Repeat, exactly and alone, every line from the line that contains "Keypoint placement: for each instance of the black handbag, put" to the end of the entries.

## START Dataset content

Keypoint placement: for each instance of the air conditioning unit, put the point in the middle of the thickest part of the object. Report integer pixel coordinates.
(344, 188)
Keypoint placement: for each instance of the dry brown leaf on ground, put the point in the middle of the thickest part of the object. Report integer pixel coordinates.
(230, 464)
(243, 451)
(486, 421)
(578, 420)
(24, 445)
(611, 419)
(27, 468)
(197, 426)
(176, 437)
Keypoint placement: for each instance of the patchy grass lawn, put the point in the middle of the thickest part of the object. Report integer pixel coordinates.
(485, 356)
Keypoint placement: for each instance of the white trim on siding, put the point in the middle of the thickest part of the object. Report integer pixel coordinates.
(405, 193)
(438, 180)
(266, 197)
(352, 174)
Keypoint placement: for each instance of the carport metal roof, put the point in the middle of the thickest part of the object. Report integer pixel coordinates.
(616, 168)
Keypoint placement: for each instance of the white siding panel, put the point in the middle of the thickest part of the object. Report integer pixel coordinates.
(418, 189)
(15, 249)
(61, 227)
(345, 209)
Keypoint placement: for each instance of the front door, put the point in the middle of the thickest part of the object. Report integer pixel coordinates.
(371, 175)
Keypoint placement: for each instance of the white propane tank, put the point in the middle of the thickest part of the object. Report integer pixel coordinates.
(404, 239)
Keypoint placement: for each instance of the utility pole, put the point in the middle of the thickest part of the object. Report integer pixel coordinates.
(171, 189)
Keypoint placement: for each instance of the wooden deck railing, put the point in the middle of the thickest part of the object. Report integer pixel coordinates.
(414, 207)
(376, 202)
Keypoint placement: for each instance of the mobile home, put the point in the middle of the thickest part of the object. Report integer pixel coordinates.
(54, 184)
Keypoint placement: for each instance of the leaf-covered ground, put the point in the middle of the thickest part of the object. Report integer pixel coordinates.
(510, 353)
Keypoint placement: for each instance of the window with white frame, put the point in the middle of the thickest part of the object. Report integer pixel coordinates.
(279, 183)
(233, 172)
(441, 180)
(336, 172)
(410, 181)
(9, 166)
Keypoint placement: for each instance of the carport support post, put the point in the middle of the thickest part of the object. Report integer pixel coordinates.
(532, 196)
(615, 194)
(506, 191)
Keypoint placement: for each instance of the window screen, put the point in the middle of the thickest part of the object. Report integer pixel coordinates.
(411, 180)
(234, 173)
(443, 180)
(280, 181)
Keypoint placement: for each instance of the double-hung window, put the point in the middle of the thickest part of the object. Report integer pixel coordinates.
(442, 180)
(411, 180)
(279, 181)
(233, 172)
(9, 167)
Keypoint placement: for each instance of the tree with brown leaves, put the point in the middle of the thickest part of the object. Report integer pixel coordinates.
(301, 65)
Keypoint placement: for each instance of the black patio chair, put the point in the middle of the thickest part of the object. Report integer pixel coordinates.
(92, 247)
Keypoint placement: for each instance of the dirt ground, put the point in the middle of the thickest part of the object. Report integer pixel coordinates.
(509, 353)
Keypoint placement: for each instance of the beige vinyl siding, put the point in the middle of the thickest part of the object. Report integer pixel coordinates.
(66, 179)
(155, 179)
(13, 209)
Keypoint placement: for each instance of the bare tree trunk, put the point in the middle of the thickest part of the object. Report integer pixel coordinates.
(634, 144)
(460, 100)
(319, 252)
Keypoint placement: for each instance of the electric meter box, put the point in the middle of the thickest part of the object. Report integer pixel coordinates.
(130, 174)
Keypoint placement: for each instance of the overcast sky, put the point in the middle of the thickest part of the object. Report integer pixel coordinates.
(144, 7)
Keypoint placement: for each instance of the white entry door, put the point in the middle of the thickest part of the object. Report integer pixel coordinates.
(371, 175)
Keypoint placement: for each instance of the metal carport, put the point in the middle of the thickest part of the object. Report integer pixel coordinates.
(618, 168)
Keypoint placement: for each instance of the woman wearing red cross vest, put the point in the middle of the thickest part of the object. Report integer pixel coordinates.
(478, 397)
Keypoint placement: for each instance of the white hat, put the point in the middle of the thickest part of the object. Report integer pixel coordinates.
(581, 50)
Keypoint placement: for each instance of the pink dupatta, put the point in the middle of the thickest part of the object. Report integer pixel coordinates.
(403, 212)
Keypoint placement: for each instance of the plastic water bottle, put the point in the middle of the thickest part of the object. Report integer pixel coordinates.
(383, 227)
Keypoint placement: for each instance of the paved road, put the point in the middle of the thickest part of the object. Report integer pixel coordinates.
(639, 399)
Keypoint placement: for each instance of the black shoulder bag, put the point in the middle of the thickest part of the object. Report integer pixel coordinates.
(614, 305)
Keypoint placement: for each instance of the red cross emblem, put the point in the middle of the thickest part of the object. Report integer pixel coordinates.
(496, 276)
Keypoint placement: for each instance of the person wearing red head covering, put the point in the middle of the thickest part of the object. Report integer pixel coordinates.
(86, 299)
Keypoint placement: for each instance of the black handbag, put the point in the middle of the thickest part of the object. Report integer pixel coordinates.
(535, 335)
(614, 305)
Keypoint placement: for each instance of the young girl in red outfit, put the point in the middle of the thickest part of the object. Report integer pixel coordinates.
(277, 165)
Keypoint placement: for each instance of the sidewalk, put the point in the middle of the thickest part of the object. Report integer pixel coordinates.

## END Dataset content

▸ **Solution**:
Keypoint placement: for each instance of the black handbag, put the point in the middle of the thickest part of the object. Report integer pixel coordinates.
(535, 335)
(614, 305)
Keypoint placement: for each instance of the young girl in red outfit, put the point in the middle of the thickest part of the object. Report integer pixel coordinates.
(277, 165)
Keypoint placement: for each instance of the sidewalk, put the point in the middle of the thickest part of the object. Report integer pixel coordinates.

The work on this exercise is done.